SUPPLIED MATERIAL Start Marker

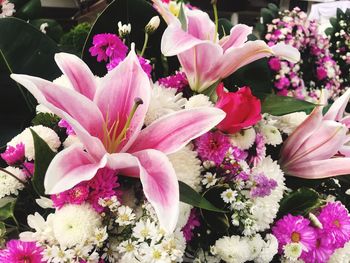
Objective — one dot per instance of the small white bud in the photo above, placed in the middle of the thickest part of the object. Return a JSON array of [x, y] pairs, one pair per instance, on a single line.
[[153, 24]]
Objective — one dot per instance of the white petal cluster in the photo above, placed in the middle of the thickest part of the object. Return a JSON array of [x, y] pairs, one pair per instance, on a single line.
[[163, 101], [265, 209], [289, 122], [197, 101], [25, 137], [10, 185], [243, 139], [341, 255], [187, 166]]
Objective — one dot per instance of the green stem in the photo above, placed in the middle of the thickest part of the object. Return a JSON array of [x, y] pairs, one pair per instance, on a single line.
[[14, 176], [144, 44], [216, 17], [29, 104]]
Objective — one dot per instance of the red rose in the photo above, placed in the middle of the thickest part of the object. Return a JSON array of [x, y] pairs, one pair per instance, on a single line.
[[242, 109]]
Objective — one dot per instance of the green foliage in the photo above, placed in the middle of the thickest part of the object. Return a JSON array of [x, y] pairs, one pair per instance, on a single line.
[[300, 202], [43, 157], [73, 41], [191, 197], [281, 105]]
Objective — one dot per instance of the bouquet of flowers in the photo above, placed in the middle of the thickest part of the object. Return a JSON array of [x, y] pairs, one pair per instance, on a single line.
[[315, 71], [340, 43], [125, 168]]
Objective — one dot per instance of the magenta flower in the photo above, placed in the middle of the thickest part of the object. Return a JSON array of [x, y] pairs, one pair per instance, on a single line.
[[108, 46], [17, 251], [213, 146], [204, 58], [295, 229], [318, 147], [107, 117], [335, 220], [192, 223], [14, 155]]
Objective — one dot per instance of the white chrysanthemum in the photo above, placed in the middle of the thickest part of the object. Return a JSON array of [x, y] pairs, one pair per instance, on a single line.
[[243, 139], [10, 185], [75, 224], [184, 214], [341, 255], [7, 9], [197, 101], [187, 166], [269, 250], [25, 137], [271, 135], [292, 251], [289, 122], [163, 101], [232, 249], [264, 209], [70, 140]]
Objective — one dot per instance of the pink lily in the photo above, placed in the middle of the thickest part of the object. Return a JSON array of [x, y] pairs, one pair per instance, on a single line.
[[107, 116], [204, 58], [317, 148]]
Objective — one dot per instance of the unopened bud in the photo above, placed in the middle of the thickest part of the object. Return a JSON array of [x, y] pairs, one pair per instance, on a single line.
[[152, 25]]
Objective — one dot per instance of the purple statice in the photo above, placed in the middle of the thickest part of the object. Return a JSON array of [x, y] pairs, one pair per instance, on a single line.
[[177, 81], [295, 229], [335, 220], [262, 186], [64, 124], [212, 146], [108, 47], [18, 251], [192, 223], [14, 155], [258, 151]]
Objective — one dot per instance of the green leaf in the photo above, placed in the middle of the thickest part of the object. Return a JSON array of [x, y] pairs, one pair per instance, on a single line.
[[43, 157], [7, 205], [224, 27], [136, 12], [191, 197], [182, 18], [281, 105], [300, 202]]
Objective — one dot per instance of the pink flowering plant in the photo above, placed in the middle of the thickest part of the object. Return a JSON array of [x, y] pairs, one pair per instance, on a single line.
[[317, 68], [128, 162]]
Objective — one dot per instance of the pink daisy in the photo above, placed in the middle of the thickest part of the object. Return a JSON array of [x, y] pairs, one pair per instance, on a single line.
[[213, 146], [17, 251], [295, 229], [335, 219]]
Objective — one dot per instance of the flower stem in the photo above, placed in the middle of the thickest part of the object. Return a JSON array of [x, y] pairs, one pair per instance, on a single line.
[[14, 176], [216, 17], [144, 44]]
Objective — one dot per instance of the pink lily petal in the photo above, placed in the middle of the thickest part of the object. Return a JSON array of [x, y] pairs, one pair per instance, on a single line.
[[336, 111], [80, 112], [160, 186], [117, 94], [286, 51], [238, 36], [173, 131], [78, 74], [323, 144], [175, 40], [320, 168], [70, 167], [200, 26], [298, 137]]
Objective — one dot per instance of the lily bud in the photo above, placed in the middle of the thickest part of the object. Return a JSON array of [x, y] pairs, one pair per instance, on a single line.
[[152, 25]]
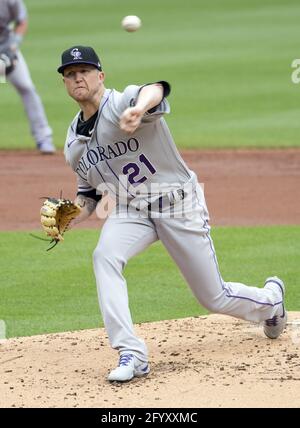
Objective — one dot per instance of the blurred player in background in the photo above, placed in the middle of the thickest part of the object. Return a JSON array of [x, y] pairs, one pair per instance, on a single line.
[[13, 27]]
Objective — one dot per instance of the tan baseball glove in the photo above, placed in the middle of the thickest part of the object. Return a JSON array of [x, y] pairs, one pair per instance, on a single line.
[[56, 216]]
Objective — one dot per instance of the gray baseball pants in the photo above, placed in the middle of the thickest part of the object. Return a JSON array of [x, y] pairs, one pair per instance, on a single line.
[[20, 78]]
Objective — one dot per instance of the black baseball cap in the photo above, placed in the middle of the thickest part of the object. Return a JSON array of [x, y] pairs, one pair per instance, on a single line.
[[79, 55]]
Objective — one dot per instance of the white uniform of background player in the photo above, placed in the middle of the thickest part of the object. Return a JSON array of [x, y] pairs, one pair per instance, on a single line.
[[13, 25], [122, 139]]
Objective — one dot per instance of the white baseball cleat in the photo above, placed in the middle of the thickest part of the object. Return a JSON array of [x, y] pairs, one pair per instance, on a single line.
[[129, 367], [46, 148], [273, 327]]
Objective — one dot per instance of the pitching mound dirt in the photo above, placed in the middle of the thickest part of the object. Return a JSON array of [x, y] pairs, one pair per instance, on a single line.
[[213, 361]]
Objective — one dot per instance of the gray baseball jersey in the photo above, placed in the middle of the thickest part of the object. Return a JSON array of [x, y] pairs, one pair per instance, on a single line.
[[10, 11], [130, 164]]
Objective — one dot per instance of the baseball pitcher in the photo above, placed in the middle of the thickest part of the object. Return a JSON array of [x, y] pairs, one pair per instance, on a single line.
[[119, 142], [13, 27]]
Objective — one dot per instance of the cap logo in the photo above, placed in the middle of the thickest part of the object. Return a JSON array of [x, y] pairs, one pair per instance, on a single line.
[[76, 54]]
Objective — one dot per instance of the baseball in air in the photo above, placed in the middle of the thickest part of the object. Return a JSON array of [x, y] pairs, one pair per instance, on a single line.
[[131, 23]]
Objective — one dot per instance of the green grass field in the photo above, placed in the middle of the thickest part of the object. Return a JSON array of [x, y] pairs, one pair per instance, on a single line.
[[229, 63], [55, 291]]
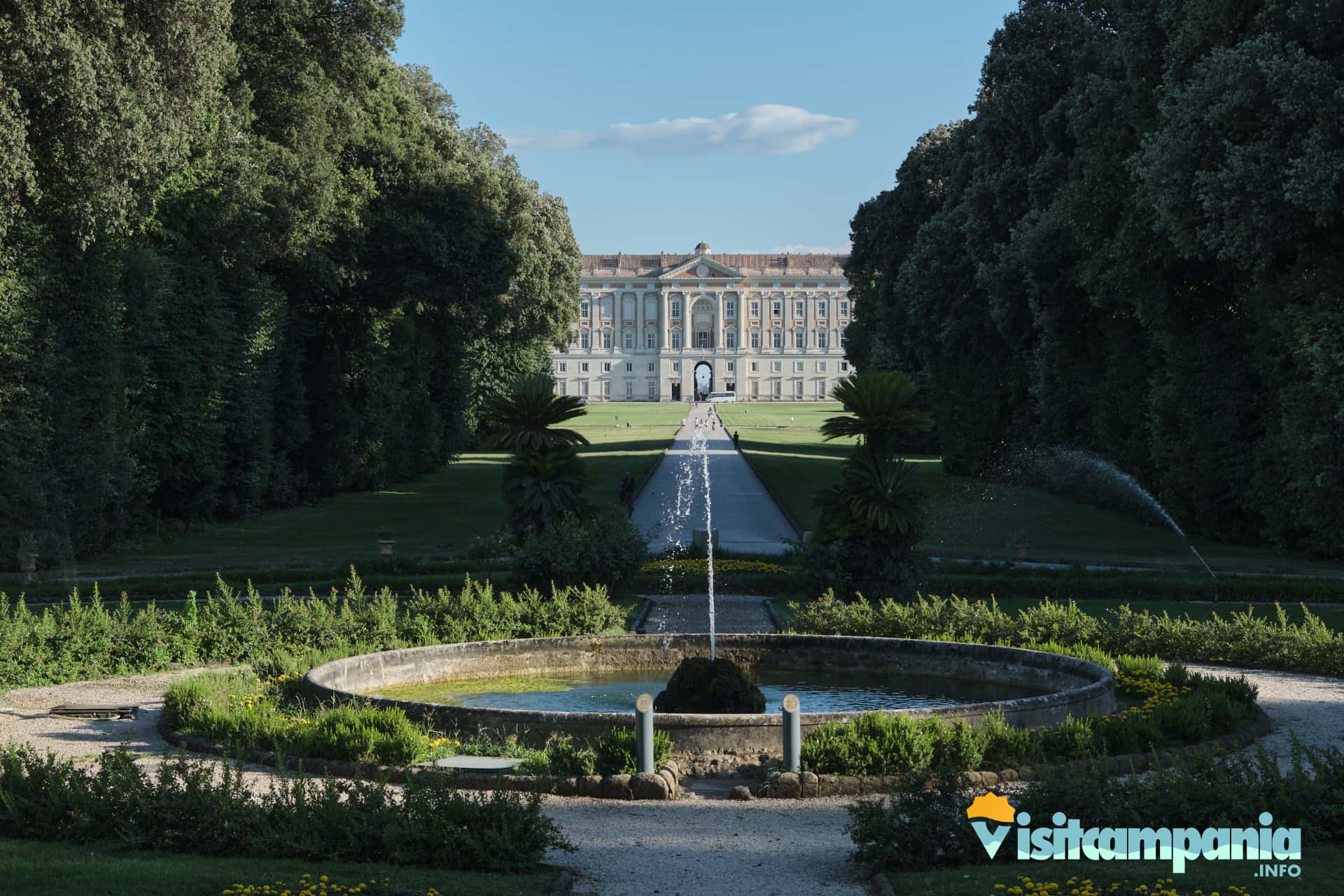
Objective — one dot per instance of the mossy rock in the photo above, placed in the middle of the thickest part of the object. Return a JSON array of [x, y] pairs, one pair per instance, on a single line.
[[710, 685]]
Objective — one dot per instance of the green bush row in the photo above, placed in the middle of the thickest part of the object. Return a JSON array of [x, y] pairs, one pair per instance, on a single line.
[[267, 711], [983, 580], [88, 640], [1177, 707], [186, 806], [1241, 638], [926, 828]]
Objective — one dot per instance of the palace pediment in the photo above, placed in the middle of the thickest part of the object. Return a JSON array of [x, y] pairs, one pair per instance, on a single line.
[[701, 267]]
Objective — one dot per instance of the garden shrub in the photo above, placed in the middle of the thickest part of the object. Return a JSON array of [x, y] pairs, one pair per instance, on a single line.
[[1241, 638], [604, 548], [615, 751], [1196, 710], [84, 638], [187, 806]]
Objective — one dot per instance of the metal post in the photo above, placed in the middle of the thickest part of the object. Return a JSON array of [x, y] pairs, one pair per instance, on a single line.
[[644, 732], [792, 734]]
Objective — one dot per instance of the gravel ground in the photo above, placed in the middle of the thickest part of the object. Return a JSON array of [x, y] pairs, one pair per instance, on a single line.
[[698, 846]]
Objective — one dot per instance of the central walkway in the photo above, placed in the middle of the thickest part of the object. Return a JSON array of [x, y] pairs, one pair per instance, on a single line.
[[746, 516]]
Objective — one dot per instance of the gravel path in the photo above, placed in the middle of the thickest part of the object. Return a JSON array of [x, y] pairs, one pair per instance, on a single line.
[[1307, 707], [698, 846]]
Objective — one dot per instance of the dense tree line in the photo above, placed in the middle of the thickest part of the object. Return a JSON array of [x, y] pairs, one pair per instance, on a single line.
[[1135, 246], [246, 260]]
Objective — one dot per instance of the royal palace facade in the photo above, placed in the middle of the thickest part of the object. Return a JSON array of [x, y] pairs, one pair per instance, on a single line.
[[672, 328]]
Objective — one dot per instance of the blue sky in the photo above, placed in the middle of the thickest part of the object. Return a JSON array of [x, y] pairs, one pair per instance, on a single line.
[[739, 122]]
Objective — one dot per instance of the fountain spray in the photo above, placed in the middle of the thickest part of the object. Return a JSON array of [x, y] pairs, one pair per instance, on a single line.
[[1208, 567]]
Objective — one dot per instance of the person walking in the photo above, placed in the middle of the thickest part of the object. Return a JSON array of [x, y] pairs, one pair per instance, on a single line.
[[626, 495]]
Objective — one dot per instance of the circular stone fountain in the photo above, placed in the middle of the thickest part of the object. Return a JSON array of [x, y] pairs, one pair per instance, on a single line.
[[1035, 690]]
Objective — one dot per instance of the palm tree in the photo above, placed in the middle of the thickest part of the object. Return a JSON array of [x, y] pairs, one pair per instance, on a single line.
[[545, 479], [876, 498], [540, 486], [524, 416], [882, 405]]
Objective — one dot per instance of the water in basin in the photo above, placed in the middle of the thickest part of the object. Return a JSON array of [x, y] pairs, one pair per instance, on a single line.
[[616, 691]]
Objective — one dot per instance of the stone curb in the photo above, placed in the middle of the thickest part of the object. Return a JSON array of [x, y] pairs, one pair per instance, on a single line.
[[562, 884], [772, 614], [804, 785], [663, 785]]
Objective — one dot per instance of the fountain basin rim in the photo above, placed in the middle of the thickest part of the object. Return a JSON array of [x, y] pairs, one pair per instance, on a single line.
[[1082, 687]]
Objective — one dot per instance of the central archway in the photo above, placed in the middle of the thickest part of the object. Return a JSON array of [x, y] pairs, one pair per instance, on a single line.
[[704, 381]]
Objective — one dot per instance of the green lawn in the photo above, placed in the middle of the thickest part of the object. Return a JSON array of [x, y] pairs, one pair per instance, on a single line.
[[435, 517], [61, 869], [974, 519], [1320, 865]]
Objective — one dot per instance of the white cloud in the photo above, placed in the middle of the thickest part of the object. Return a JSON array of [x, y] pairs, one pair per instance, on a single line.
[[769, 130]]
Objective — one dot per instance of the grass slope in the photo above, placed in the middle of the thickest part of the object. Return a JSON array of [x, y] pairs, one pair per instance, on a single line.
[[976, 519], [61, 869], [436, 516]]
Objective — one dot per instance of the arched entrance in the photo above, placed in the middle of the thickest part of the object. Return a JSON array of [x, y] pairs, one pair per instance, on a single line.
[[704, 381]]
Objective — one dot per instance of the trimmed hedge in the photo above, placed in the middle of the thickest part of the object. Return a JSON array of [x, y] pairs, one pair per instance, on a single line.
[[204, 808], [85, 640]]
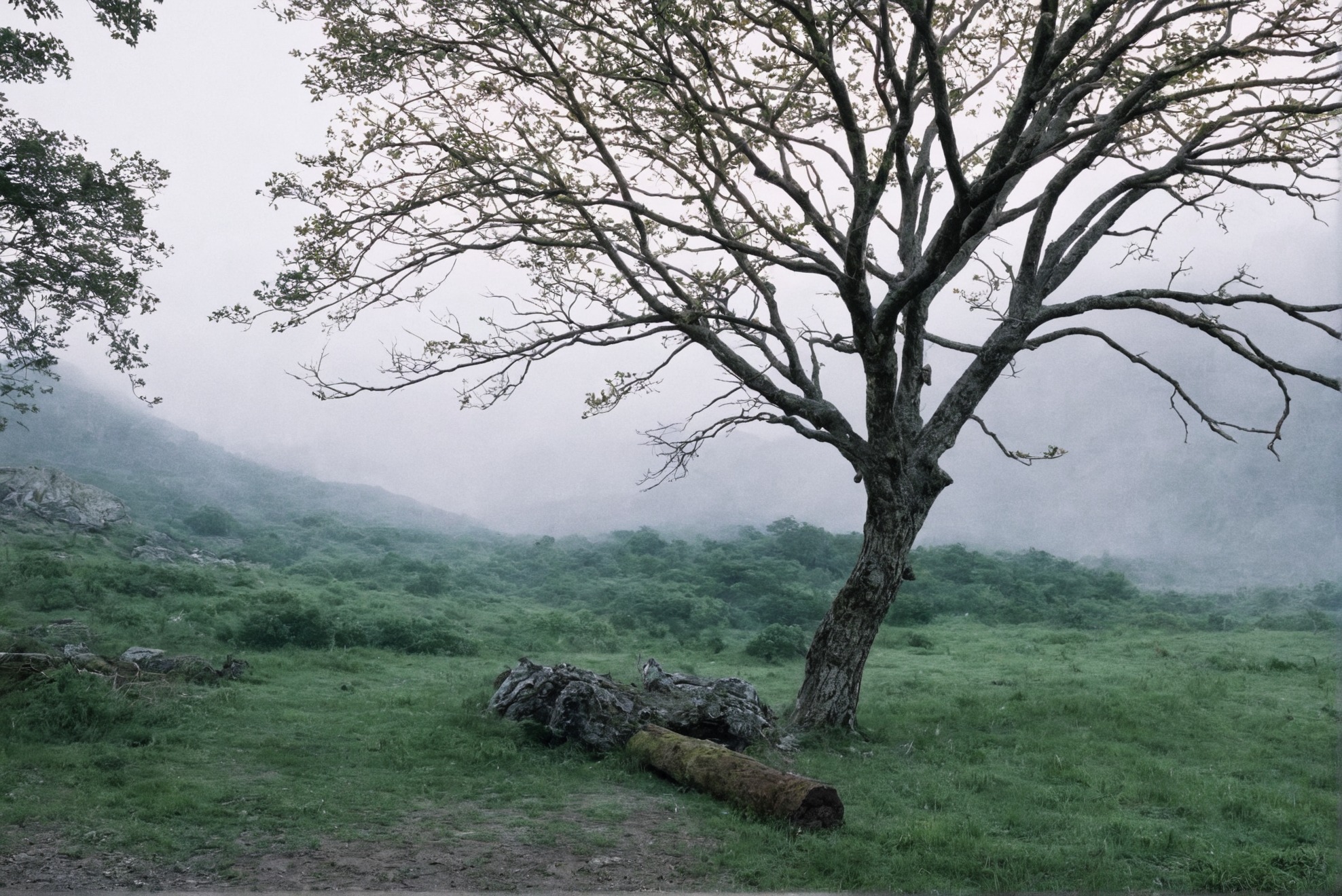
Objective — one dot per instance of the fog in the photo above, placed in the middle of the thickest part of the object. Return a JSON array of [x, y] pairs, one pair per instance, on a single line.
[[214, 96]]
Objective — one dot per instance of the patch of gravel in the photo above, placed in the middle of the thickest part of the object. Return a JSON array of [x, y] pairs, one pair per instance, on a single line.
[[599, 842]]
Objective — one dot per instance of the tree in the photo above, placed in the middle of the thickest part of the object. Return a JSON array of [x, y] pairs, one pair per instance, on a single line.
[[73, 238], [785, 184]]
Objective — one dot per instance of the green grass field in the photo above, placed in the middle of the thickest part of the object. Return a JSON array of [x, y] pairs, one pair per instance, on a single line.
[[1000, 758], [1167, 751]]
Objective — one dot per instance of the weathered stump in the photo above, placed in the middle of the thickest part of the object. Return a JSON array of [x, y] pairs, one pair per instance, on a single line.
[[603, 714], [738, 780]]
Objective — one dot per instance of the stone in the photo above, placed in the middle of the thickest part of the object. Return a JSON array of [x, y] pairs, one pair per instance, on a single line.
[[52, 496], [140, 654]]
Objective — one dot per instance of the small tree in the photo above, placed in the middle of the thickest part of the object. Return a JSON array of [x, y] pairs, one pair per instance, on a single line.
[[73, 236], [784, 184]]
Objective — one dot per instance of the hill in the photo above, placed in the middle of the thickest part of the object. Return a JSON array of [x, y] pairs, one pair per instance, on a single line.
[[166, 474]]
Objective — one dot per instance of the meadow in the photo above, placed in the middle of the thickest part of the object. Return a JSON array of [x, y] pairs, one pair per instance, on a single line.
[[1027, 725]]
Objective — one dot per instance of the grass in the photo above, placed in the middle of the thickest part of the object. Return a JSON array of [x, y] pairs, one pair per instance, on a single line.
[[994, 758]]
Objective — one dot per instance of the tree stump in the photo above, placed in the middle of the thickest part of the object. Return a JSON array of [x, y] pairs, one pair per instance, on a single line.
[[738, 780], [603, 714]]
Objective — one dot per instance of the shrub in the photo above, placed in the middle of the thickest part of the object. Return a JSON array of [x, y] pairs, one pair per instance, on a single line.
[[910, 611], [918, 640], [427, 584], [69, 706], [778, 643]]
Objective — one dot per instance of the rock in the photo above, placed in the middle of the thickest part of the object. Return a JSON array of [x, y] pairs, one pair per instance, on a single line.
[[52, 496], [160, 548], [153, 555], [140, 654], [603, 714]]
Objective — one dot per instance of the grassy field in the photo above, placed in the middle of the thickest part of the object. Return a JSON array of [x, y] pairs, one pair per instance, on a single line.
[[1064, 731], [998, 758]]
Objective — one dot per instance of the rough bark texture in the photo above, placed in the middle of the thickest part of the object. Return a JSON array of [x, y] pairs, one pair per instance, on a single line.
[[738, 780], [833, 684], [603, 714]]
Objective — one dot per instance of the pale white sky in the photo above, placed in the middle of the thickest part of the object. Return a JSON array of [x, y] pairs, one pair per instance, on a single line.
[[215, 97]]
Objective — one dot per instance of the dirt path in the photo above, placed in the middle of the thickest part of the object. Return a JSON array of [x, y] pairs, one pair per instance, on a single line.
[[611, 844]]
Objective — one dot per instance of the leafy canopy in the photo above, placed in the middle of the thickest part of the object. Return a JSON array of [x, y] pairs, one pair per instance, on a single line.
[[791, 184], [74, 244]]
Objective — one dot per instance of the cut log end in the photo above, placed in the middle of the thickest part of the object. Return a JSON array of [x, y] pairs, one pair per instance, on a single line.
[[820, 808], [738, 780]]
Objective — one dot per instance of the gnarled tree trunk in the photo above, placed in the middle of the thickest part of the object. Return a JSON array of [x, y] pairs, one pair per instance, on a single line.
[[896, 507]]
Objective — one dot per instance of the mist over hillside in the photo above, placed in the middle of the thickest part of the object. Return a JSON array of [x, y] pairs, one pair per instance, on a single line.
[[166, 472]]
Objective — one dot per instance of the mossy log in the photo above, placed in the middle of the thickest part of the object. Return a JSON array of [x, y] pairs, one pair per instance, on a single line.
[[737, 779], [603, 714]]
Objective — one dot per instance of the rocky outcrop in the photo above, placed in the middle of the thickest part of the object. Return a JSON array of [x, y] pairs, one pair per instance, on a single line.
[[49, 494], [160, 548], [603, 714]]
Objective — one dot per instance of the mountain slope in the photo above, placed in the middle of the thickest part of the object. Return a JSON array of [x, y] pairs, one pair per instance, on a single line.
[[166, 472]]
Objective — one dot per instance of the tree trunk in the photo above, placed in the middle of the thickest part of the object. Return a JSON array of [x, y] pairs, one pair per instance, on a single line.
[[740, 780], [895, 511]]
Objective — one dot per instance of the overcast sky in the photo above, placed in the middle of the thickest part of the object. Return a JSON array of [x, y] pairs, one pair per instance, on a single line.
[[215, 97]]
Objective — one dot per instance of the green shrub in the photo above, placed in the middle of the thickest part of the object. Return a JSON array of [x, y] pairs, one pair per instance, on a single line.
[[918, 640], [910, 611], [69, 706], [778, 643]]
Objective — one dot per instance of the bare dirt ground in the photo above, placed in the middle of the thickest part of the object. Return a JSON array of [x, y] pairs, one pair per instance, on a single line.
[[616, 844]]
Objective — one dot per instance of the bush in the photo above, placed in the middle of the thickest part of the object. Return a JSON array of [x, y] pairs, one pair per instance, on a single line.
[[287, 621], [910, 611], [779, 643], [69, 706], [918, 640]]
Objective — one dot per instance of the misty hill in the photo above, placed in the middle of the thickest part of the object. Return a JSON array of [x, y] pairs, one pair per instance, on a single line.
[[166, 472]]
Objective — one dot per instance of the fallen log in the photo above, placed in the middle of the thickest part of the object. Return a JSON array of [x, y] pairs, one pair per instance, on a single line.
[[737, 779], [603, 714]]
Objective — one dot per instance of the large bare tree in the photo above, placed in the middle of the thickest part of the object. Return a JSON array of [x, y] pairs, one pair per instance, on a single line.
[[784, 184]]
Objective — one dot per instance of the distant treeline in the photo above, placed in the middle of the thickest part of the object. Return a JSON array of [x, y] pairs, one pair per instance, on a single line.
[[784, 574], [323, 582]]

SUPPLIED MATERIAL End Marker

All lines from the one with "Objective — one dot per instance of the bush" through the end of the material above are to be printed exactly, and only those.

Objective — one dot per instance of the bush in the photo above, placed in the middle of the thickest part of the object. Return a JSON array of [x, y] pairs, one pair per instance, on a single line.
[[287, 621], [910, 611], [779, 643], [69, 706], [918, 640]]
Objective — one dot per instance of the misty hill in the photo above, placed in the middle of the thickest part of the object. Return a JSON array of [x, y] pairs, one pair per instance, on a single line.
[[166, 472]]
Objective — one dot per instance of the fallen log in the photo above, placed in the middle of the thickest part of the object. Return a JSON array of [x, y] pairs, one pair per instance, on a single line.
[[737, 779], [603, 714]]
Objective — one dot per instance of the large bare tree in the photo above, placed in the middle of the thickest part of the object. Return a JSON array of [x, y] pairs, one pair per instance, on a single line.
[[784, 184]]
Objective — one dot per instance of the distant treeline in the photo above, placed in the middle of the thickest part of the object. Return a JSON array of [x, y] pairs, one pair per instance, on a single line.
[[784, 574], [323, 582]]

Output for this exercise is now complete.